Por Marcelo Dutra da Silva
Professor da Universidade Federal do Rio Grande (Furg)
O Brasil é tão grande e a população, tão numerosa e variada que a simples circulação de um vírus, com capacidade de infectar humanos, é capaz de encontrar obstáculos naturais suficientes para desencadear múltiplas mutações. E quanto mais o vírus circula e se multiplica maiores são as chances de gerar variantes virais mais adaptadas, resistentes, com amplo espectro no contágio e muito mais letais. A cada nova geração, pequenas mudanças aleatórias surgem, em resposta às variações e adversidades do meio, onde são selecionadas aquelas características que conferem maior adaptação ao vírus, que ganha uma nova estrutura viral.
Portanto, quanto mais resistimos às medidas sanitárias e de distanciamento social, na tentativa de barrar a circulação do vírus, quanto mais insistimos em aglomerar em festas, bares e espaços públicos, quanto mais demoramos para vacinar as pessoas, quanto mais o vírus circula em uma população gigante e minimamente vacinada, maior será o risco de surgirem cepas virais potentes e perigosas, que podem não ser barradas pelos imunizantes. E nós estamos fazendo isso. O Brasil se transformou em um ecossistema de replicações virais mutantes, no melhor estilo da seleção natural.

_Itens armazenados do conjunto de dados_
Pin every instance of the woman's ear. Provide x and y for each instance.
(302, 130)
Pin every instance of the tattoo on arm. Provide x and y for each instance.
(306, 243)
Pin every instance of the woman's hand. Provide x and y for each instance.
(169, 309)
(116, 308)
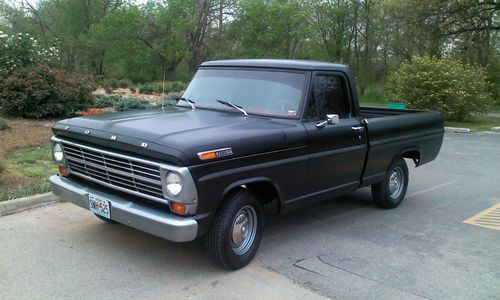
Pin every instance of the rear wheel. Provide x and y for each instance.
(391, 192)
(235, 235)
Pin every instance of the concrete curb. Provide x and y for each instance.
(17, 205)
(456, 129)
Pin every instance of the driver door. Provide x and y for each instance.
(337, 152)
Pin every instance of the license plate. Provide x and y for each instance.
(100, 206)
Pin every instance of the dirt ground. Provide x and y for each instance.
(24, 133)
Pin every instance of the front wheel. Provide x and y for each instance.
(391, 192)
(236, 231)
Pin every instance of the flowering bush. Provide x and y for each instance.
(22, 50)
(459, 91)
(39, 91)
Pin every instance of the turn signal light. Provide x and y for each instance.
(207, 155)
(63, 171)
(177, 208)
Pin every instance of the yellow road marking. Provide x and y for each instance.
(489, 218)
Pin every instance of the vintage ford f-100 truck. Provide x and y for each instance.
(243, 134)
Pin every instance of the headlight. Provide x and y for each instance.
(174, 183)
(57, 152)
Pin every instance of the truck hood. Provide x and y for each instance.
(178, 134)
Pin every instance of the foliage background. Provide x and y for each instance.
(123, 39)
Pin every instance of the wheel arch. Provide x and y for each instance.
(412, 152)
(263, 188)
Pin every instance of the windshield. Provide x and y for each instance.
(272, 93)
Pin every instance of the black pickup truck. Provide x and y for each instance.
(245, 133)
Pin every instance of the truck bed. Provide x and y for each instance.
(392, 132)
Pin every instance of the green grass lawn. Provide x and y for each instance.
(26, 172)
(482, 123)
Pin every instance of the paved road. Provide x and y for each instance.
(345, 248)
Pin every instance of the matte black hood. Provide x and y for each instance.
(178, 134)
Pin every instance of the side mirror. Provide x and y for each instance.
(330, 119)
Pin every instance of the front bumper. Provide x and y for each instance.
(139, 216)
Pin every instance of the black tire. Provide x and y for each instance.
(105, 219)
(222, 240)
(388, 194)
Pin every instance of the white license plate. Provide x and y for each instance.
(99, 206)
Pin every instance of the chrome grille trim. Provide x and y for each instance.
(120, 172)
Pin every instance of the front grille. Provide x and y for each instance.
(116, 171)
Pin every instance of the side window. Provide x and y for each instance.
(328, 96)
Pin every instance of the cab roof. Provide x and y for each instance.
(310, 65)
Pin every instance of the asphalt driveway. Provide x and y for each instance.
(345, 248)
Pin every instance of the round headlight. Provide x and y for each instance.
(57, 152)
(174, 183)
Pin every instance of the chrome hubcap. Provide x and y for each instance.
(396, 182)
(244, 229)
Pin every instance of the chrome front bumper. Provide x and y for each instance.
(139, 216)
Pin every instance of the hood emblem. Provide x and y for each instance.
(211, 154)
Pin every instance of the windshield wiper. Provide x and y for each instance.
(236, 107)
(189, 101)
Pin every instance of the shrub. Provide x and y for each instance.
(459, 91)
(126, 103)
(146, 89)
(102, 101)
(120, 103)
(108, 90)
(124, 83)
(22, 50)
(110, 85)
(37, 92)
(175, 86)
(3, 124)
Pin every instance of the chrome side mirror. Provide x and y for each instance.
(330, 119)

_Atividades propostas_
[1] De acordo com o texto sobre as mutações do vírus no Brasil, em que o país se transformou?
[2] Retome o texto sobre as mutações do vírus no Brasil e dê continuidade a ele a partir da última frase.

_Respostas das atividades_
[1] Em um ecossistema de replicações virais mutantes, no melhor estilo da seleção natural.

[2]
Certamente o risco poderia ser menor se as infecções estivessem sob controle, mas não estão. Novas variantes do vírus se espalharam rapidamente pelo país, com maior chance de infectar pessoas, incluindo as que já foram vacinadas. A mutação E484K de SARS-CoV-2, identificada na variante de Manaus (P.1), indicou maior eficiência na ligação do vírus com as células e maior potência de infecção dos indivíduos contaminados. Essa transformação já foi identificada em três linhagens, que se encontram distribuídas em, pelo menos, quatro regiões brasileiras.
As linhagens B.1.1.7, B.1.351, e P.1 vêm sendo fortemente estudadas devido ao seu impacto na transmissibilidade e patogenicidade. A variante P.1, por exemplo, é a linhagem dominante no Brasil. Ela possui três mutações importantes (E484K, N501Y e K417T/K417N), que basicamente representam alterações genéticas no ponto de ligação da proteína Spike, conferindo ao vírus maior poder de encaixe nas células, aumentando o contágio. Esta é a variante que tem despertado maior preocupação entre os cientistas e médicos que atuam na linha de frente.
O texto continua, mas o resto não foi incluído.